Begin Task inputs

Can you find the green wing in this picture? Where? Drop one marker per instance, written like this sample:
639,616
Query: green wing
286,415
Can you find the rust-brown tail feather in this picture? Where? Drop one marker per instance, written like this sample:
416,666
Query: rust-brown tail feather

End Task inputs

Turn the material above into a numbered list with one line per item, leaving out any blank lines.

▶ [Task solution]
1. Can you find the green wing in this picture? Where? Drop one marker per instance, written like this sample:
2. 639,616
3. Query: green wing
4. 286,415
5. Can you find the rust-brown tail feather in this picture? Where? Drop one marker per instance, written like this sample:
6. 416,666
7. Query: rust-brown tail feather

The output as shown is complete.